***** Source data
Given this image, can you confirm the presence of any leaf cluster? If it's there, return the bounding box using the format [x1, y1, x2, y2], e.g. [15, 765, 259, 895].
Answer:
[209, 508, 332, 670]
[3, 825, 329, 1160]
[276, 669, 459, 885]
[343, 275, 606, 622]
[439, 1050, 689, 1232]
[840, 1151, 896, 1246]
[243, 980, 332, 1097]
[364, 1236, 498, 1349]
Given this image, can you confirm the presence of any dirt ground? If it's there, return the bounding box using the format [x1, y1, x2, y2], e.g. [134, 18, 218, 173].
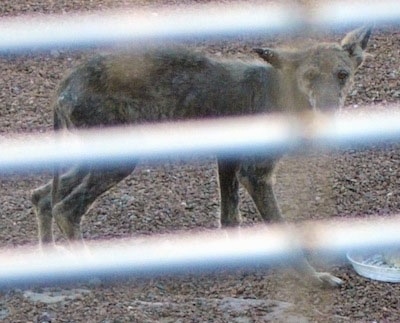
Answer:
[0, 0, 400, 323]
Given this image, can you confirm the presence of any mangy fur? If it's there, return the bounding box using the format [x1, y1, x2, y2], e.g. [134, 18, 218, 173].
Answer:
[32, 28, 371, 285]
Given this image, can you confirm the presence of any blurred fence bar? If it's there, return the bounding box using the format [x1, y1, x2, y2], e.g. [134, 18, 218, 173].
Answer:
[0, 107, 400, 173]
[0, 218, 400, 289]
[0, 0, 400, 53]
[0, 0, 400, 288]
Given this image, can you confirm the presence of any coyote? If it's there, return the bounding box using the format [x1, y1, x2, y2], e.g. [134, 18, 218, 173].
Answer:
[32, 27, 371, 285]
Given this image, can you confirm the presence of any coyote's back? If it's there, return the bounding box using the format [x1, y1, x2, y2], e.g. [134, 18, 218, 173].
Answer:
[32, 28, 371, 285]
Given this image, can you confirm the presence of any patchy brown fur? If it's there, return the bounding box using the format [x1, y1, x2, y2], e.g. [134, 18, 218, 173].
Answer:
[32, 28, 371, 285]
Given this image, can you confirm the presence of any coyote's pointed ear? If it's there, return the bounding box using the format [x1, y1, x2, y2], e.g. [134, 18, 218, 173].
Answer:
[253, 48, 282, 68]
[341, 26, 372, 67]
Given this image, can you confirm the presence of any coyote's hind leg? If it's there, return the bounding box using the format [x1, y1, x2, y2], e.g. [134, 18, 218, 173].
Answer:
[31, 167, 88, 246]
[52, 165, 135, 245]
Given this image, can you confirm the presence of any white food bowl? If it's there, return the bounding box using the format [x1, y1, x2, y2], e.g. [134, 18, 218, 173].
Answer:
[346, 251, 400, 283]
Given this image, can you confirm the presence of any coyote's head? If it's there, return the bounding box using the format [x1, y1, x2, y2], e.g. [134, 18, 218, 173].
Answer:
[254, 27, 371, 112]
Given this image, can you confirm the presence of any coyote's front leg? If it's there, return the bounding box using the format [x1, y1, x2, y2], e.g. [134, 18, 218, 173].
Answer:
[239, 159, 343, 287]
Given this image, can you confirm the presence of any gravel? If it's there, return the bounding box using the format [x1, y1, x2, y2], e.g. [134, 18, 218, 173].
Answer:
[0, 0, 400, 323]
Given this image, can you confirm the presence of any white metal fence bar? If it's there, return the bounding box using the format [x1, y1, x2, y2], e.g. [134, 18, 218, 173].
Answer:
[0, 0, 400, 53]
[0, 218, 400, 289]
[0, 108, 400, 173]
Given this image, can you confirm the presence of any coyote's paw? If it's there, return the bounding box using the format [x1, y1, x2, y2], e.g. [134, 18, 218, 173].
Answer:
[314, 272, 343, 287]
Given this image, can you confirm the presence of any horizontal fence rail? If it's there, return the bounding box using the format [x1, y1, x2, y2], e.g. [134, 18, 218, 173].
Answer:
[0, 0, 400, 53]
[0, 108, 400, 173]
[0, 0, 400, 288]
[0, 218, 400, 289]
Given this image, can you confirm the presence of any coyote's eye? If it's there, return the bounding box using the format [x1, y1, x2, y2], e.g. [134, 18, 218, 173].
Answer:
[337, 70, 349, 83]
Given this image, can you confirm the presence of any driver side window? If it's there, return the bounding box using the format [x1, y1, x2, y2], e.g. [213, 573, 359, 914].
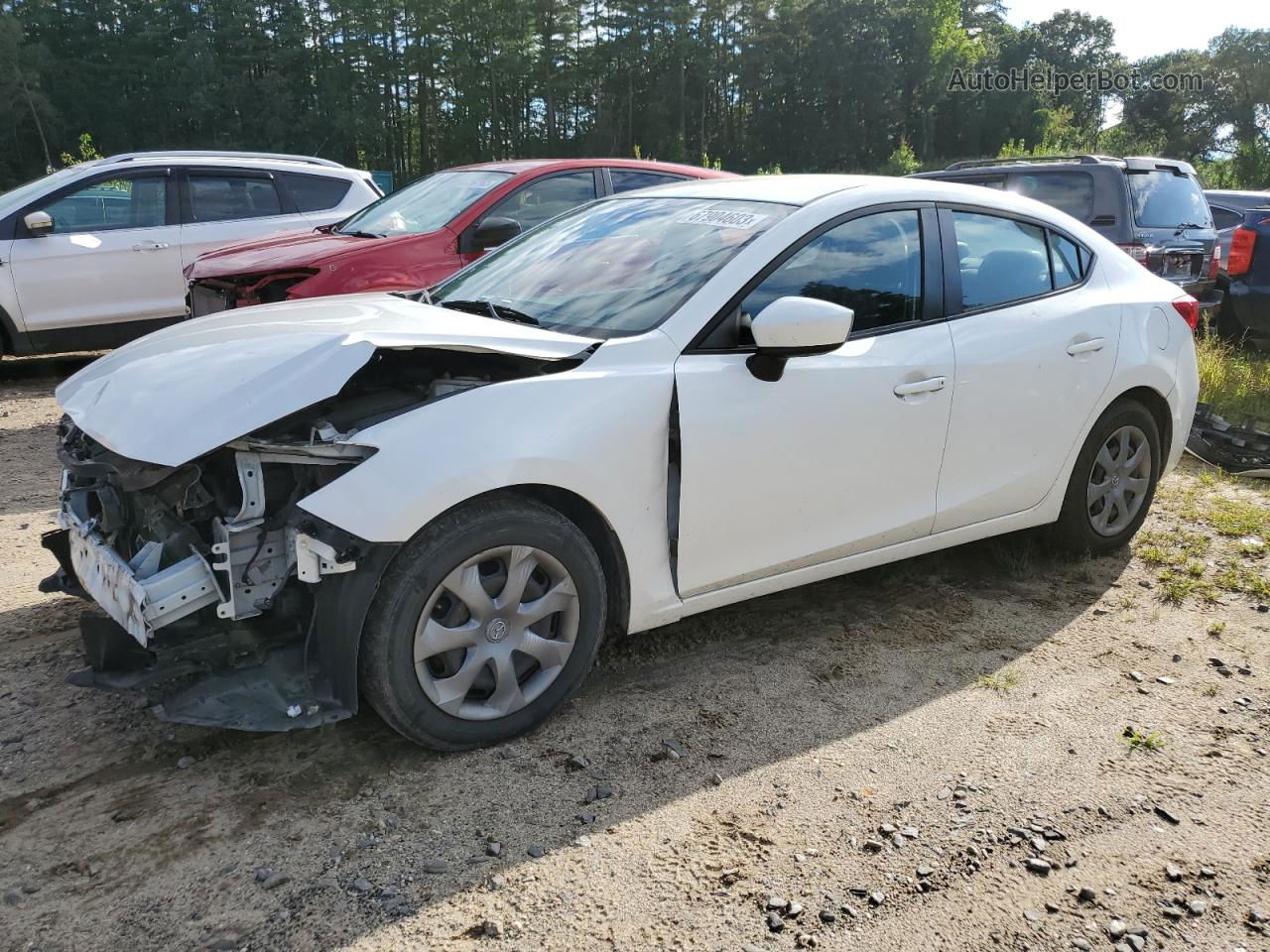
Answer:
[733, 209, 922, 346]
[44, 176, 168, 235]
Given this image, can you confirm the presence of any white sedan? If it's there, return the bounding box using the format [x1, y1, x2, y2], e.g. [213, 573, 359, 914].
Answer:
[45, 176, 1198, 749]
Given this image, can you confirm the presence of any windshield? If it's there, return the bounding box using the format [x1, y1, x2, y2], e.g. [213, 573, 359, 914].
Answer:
[0, 165, 81, 208]
[432, 196, 793, 337]
[1129, 171, 1212, 228]
[336, 172, 512, 237]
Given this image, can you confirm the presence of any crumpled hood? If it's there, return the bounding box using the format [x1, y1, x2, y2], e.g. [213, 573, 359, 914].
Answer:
[58, 294, 597, 466]
[186, 228, 429, 280]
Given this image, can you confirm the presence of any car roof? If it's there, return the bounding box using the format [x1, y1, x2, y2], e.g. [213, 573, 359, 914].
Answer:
[606, 176, 868, 205]
[1204, 187, 1270, 203]
[606, 176, 1072, 218]
[87, 150, 368, 176]
[912, 155, 1195, 178]
[444, 159, 733, 178]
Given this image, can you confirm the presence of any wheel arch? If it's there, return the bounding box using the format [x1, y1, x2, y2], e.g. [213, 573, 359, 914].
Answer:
[1108, 386, 1174, 467]
[500, 482, 631, 638]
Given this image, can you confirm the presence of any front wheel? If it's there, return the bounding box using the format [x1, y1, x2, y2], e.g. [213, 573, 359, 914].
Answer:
[1054, 400, 1163, 554]
[358, 494, 607, 750]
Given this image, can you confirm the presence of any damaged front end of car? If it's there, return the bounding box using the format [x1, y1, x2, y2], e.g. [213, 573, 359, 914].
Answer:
[186, 268, 318, 317]
[41, 349, 577, 730]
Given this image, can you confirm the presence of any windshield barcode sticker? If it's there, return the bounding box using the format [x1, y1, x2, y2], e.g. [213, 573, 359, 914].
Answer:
[676, 208, 767, 231]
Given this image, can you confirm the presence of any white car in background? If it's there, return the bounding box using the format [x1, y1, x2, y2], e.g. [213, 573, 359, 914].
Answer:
[0, 151, 381, 354]
[45, 176, 1199, 749]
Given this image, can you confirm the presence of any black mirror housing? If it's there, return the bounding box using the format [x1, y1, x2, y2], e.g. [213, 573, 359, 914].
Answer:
[472, 216, 521, 251]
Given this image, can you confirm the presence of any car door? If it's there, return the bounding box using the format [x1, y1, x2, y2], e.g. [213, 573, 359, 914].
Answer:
[9, 169, 186, 334]
[181, 169, 310, 266]
[458, 169, 597, 266]
[675, 207, 952, 597]
[935, 207, 1120, 532]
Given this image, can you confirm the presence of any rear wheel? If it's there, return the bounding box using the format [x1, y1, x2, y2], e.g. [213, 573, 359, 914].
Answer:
[359, 495, 607, 750]
[1054, 400, 1162, 554]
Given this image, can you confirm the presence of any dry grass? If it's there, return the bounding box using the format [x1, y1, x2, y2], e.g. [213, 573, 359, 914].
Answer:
[974, 667, 1024, 694]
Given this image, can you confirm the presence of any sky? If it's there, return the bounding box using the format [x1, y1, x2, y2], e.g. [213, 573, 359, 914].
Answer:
[1004, 0, 1270, 60]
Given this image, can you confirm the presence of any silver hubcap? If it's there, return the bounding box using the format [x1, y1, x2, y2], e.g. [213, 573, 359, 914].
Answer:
[414, 545, 577, 721]
[1084, 426, 1151, 536]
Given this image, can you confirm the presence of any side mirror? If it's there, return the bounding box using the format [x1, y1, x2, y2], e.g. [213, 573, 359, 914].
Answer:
[22, 212, 54, 236]
[745, 298, 856, 382]
[472, 217, 521, 251]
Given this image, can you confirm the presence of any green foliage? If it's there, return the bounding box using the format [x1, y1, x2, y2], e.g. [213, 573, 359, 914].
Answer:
[61, 132, 104, 168]
[0, 8, 1270, 187]
[1120, 727, 1167, 753]
[885, 139, 922, 176]
[1195, 334, 1270, 420]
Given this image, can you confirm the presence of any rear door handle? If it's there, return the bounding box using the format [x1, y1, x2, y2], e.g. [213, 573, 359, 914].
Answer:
[1067, 337, 1106, 357]
[895, 377, 948, 400]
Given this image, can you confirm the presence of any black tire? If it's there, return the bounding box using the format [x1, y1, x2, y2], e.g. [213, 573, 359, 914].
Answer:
[358, 494, 607, 750]
[1053, 399, 1163, 554]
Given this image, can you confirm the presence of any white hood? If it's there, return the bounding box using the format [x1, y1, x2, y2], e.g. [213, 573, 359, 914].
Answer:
[58, 294, 597, 466]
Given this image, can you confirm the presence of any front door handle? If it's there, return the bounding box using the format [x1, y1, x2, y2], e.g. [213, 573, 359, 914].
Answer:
[1067, 337, 1106, 357]
[895, 377, 948, 400]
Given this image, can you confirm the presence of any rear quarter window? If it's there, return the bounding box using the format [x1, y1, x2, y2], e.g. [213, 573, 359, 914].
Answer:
[1010, 172, 1093, 222]
[1212, 205, 1243, 230]
[282, 172, 353, 212]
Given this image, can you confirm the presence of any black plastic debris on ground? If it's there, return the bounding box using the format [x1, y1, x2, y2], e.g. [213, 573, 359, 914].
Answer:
[1187, 404, 1270, 479]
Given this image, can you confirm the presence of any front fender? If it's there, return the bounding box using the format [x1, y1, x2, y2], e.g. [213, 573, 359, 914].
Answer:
[300, 331, 680, 631]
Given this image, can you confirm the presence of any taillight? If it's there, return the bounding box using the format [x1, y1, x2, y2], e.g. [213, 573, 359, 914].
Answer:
[1225, 225, 1257, 277]
[1174, 295, 1199, 330]
[1117, 245, 1147, 268]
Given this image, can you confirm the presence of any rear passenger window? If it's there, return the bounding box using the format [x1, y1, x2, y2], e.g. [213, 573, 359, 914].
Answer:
[488, 169, 595, 231]
[608, 169, 684, 195]
[282, 172, 353, 212]
[1010, 172, 1093, 222]
[740, 210, 922, 344]
[190, 172, 282, 222]
[1049, 231, 1084, 291]
[952, 212, 1051, 311]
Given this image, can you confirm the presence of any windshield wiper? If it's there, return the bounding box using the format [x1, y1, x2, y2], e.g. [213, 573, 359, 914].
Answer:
[435, 300, 539, 326]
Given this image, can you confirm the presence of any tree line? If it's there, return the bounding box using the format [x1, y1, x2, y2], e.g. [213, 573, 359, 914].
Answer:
[0, 0, 1270, 187]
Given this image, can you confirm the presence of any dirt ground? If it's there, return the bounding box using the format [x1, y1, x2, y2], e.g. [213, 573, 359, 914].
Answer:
[0, 359, 1270, 952]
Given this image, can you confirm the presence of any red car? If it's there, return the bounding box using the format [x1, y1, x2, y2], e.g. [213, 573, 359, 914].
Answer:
[186, 159, 730, 317]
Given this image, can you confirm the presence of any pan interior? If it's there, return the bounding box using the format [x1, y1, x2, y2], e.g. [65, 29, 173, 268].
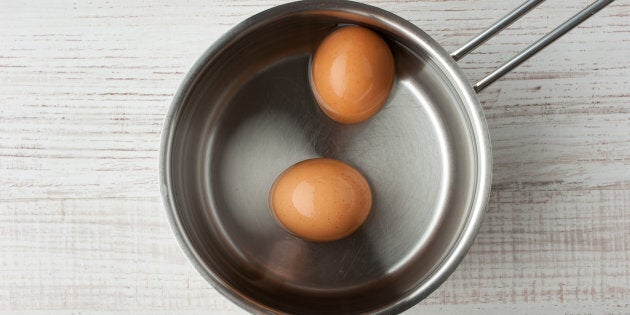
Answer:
[167, 11, 478, 314]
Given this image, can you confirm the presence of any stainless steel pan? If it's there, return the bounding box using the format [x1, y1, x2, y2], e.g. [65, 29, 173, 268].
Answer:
[160, 0, 611, 314]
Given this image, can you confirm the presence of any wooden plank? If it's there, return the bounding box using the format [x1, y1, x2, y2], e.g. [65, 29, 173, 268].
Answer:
[0, 0, 630, 314]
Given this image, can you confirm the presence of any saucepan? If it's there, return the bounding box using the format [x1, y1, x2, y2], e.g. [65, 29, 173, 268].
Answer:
[160, 0, 611, 314]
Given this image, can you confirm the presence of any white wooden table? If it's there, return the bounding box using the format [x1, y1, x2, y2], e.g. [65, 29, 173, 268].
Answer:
[0, 0, 630, 314]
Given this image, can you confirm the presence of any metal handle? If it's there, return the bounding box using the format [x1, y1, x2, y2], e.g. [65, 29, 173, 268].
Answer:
[451, 0, 614, 92]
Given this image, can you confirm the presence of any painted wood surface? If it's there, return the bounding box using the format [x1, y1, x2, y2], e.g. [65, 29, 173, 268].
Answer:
[0, 0, 630, 314]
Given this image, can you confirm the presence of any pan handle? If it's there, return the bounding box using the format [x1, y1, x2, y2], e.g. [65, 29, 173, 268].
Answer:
[451, 0, 614, 92]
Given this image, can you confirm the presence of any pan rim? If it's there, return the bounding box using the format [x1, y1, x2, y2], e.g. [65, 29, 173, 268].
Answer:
[159, 0, 492, 313]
**********
Copy the data from the line containing "any coyote's head?" up to and including the line containing "[337, 70, 349, 83]", substituting "animal's" for each occurrence of "coyote's" and leaving everything else unchanged.

Given this image, can you confirm the presence of any animal's head? If it's there, return the bounding box using the format [x1, y1, x2, y2], e.g. [134, 18, 218, 173].
Answer:
[254, 27, 371, 112]
Given this image, can you confirm the presence of any animal's front leg? If it's there, return the bounding box using the format [x1, y1, x2, y2], e.g. [134, 18, 218, 173].
Answer:
[239, 159, 343, 287]
Given this image, can you confirm the presence of any gravel? If it's there, return the bounding box using the format [x1, y1, x2, y2], e.g. [134, 18, 218, 173].
Answer:
[0, 0, 400, 323]
Given this image, can you confirm the presence of any white metal fence bar? If it's there, return the bounding box using the format [x1, y1, x2, y2], e.g. [134, 18, 218, 173].
Answer:
[0, 0, 400, 53]
[0, 218, 400, 289]
[0, 108, 400, 173]
Given this image, can you confirm the presence of any animal's paw? If it's there, return the bounding box using the format [x1, y1, x2, y2], e.g. [134, 18, 218, 173].
Answer:
[314, 272, 343, 287]
Given this image, can you confirm the presence of any horizontal fence rail? If it's there, return the bounding box using the format [x1, y1, x2, y2], e.g. [134, 18, 218, 173].
Answer:
[0, 0, 400, 53]
[0, 108, 400, 173]
[0, 0, 400, 288]
[0, 218, 400, 289]
Given this image, can you confirm the presence of any animal's eye? If it's there, return the bounding box using the format [x1, y1, x2, y2], e.g. [134, 18, 218, 173].
Answer:
[337, 70, 349, 83]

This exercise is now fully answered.